* **Task instructions**
Please reproduce the records exactly, leaving out any pictures.

________________

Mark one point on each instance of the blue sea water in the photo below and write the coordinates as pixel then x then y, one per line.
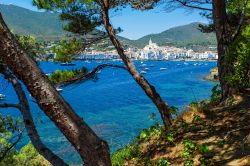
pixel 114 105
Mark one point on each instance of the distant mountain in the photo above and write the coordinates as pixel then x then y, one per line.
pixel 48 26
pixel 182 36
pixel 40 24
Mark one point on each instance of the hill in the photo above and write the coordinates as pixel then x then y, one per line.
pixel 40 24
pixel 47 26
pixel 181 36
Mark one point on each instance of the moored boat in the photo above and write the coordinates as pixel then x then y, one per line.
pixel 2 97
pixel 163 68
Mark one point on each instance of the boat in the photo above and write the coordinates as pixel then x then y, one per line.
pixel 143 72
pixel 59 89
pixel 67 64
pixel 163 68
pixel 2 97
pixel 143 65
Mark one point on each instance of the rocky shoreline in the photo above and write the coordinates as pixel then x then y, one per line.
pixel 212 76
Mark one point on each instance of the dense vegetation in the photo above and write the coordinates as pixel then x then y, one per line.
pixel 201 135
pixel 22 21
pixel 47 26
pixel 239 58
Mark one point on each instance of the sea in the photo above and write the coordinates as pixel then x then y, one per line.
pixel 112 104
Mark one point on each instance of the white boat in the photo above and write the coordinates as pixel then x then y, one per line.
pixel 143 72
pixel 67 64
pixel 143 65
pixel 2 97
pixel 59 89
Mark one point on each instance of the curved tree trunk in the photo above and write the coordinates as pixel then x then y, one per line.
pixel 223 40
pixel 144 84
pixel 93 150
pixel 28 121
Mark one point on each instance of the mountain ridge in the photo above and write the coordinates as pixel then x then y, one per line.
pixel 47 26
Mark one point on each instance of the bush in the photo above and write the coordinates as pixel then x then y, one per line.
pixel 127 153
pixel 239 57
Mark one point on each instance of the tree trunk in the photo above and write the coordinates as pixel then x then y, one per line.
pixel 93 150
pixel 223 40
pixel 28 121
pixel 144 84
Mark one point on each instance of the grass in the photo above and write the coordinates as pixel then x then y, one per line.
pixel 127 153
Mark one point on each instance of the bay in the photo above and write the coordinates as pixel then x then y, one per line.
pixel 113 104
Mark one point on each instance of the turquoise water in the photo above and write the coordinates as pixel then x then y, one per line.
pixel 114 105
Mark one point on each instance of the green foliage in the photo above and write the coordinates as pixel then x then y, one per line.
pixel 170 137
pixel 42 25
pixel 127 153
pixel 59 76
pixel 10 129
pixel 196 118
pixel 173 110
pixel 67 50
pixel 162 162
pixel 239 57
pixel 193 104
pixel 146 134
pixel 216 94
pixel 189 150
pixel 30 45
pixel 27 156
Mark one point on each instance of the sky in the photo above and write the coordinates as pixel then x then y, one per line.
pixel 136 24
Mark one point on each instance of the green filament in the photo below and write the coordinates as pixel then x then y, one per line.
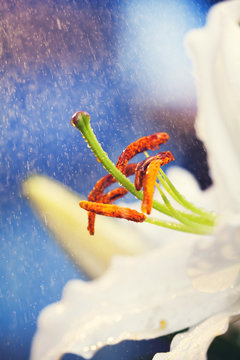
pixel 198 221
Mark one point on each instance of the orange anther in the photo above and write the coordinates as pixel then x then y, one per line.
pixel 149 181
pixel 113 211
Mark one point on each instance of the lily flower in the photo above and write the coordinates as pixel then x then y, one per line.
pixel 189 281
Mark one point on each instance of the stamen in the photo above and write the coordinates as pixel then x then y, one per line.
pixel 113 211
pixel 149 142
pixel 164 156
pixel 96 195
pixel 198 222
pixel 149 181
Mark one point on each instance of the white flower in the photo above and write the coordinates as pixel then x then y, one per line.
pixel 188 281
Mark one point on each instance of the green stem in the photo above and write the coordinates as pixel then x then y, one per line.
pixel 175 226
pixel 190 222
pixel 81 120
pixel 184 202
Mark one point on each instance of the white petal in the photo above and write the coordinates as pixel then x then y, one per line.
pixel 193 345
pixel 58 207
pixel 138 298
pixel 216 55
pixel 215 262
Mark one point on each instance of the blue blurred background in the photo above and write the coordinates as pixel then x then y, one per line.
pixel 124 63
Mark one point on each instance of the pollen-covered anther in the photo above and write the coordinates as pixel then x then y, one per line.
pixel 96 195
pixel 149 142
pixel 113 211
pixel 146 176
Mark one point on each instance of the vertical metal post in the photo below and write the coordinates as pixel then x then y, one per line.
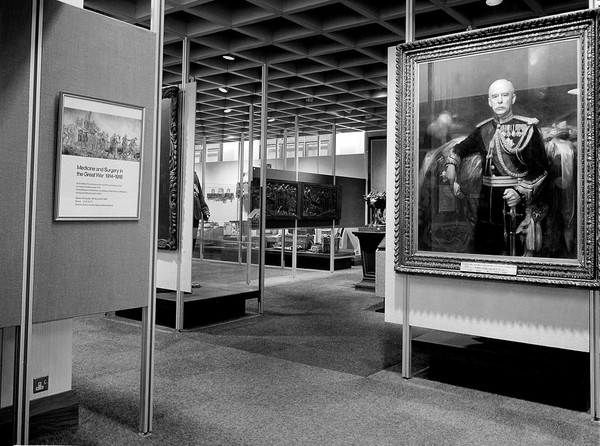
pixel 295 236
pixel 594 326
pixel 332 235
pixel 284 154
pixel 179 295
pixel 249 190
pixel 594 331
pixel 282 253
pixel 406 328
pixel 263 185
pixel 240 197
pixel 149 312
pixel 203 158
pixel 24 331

________________

* **Solution to this exercise**
Mark one point on each instance of the blue sea water in the photo below and write the coordinates as pixel then x then y, one per line.
pixel 114 105
Mark one point on each instance of the distant mountain in the photo above and write the coordinates as pixel then x then y, one per line.
pixel 48 26
pixel 182 36
pixel 40 24
Mark one point on each instance of the hill in the photo above and write the coordinates as pixel then x then y, one per line.
pixel 40 24
pixel 47 26
pixel 181 36
Mark one point on each instance of the moored boat in the photo above and write the coordinates as pixel then x then y, one per line.
pixel 2 97
pixel 163 68
Mark one point on each instance of the boat in the photo above and write the coordinates as pixel then x then y, one per line.
pixel 143 72
pixel 59 89
pixel 67 64
pixel 163 68
pixel 2 97
pixel 143 65
Mark one point on each instance of the rocky shoreline in the photo above and write the coordinates as pixel then x then y, one per line.
pixel 212 76
Mark one point on each instance of the dense vegetation in the photo above and write the coordinates as pixel then x then y, one per line.
pixel 201 135
pixel 22 21
pixel 47 26
pixel 239 58
Mark one point on each instance of the sea in the photo above and write the coordinates as pixel then x then y, one per line.
pixel 112 104
Mark one point on each instance of the white boat in the photo above and write the coordinates as pixel then x then y, one per line.
pixel 143 72
pixel 67 64
pixel 143 65
pixel 2 97
pixel 59 89
Mark one point on each instance of the curved tree trunk in the photo above and write the coordinates as pixel then x then y, one per line.
pixel 223 40
pixel 144 84
pixel 93 150
pixel 28 121
Mark one point on each instance of the mountain ridge in the photo above and write the coordinates as pixel then x then y, one per line.
pixel 47 26
Mark one point on each instance of the bush in the photo above and write the coordinates as pixel then x then y, one per line.
pixel 127 153
pixel 239 57
Mark one point on each instance of the tree trunk in the photo above and write the coordinates as pixel then x then y, one per line.
pixel 93 150
pixel 223 40
pixel 28 121
pixel 144 84
Mark one point on each instance of the grass in the photo above and write the coordinates as pixel then x then y, one per line.
pixel 127 153
Mark one point on each instance of the bay in the photo above and write the coordinates as pixel then x then y, one per line.
pixel 113 104
Mark one point on each instance of the turquoise water in the photo above and write the coordinates as pixel then x then y, one per line.
pixel 114 105
Mark one point on each instance of the green foliage in the photo above and write the coordinates as pixel then x then y, one per line.
pixel 170 137
pixel 42 25
pixel 127 153
pixel 59 76
pixel 10 129
pixel 196 118
pixel 173 110
pixel 67 50
pixel 162 162
pixel 239 57
pixel 193 104
pixel 146 134
pixel 216 94
pixel 189 150
pixel 30 45
pixel 27 156
Mark one point on each instance of the sky in the photo above and write the coordinates as pixel then x then y, one per line.
pixel 136 24
Mark one point on each instance of the green filament in the photo below and write the coordinates as pixel then x then y, one per line.
pixel 198 221
Mark one point on each instance of the orange anther in the photo above and write the coordinates as pixel then x then y, one per line.
pixel 149 181
pixel 113 211
Mark one point on each instance of the lily flower in the photo above and write the coordinates as pixel then x then y, one per line.
pixel 189 281
Mark one point on each instance of the stamen in the photo above and write the coordinates as pixel then x then y, one per line.
pixel 113 211
pixel 149 142
pixel 164 156
pixel 96 195
pixel 198 222
pixel 149 181
Mark one point on each instance of the white flower in the photo above and write the coordinates as pixel then x then y, one per line.
pixel 188 281
Mark one point on each instance of the green stem in the photo above and write the coordinates as pixel then x then y, one per line.
pixel 175 226
pixel 190 222
pixel 81 120
pixel 184 202
Mark one point on each instance of the white petal in the photo above and write the coordinates as pixel then x then y, one per line.
pixel 193 345
pixel 58 207
pixel 138 298
pixel 216 55
pixel 215 262
Mark one point on each instance of the blue blurred background in the photo above and write the coordinates as pixel then x then y, one per line.
pixel 124 63
Mark one point on each instance of the pollen-covered anther in the photo above and write the coordinates as pixel then x then y, one per line.
pixel 96 195
pixel 149 142
pixel 113 211
pixel 146 176
Mark one point on each instance of the vertical metal post in the photo below and write the coordinates as pixel then x then y, one per line.
pixel 295 236
pixel 594 326
pixel 332 235
pixel 284 154
pixel 179 295
pixel 249 190
pixel 594 331
pixel 282 253
pixel 406 328
pixel 263 185
pixel 240 197
pixel 149 312
pixel 203 158
pixel 24 331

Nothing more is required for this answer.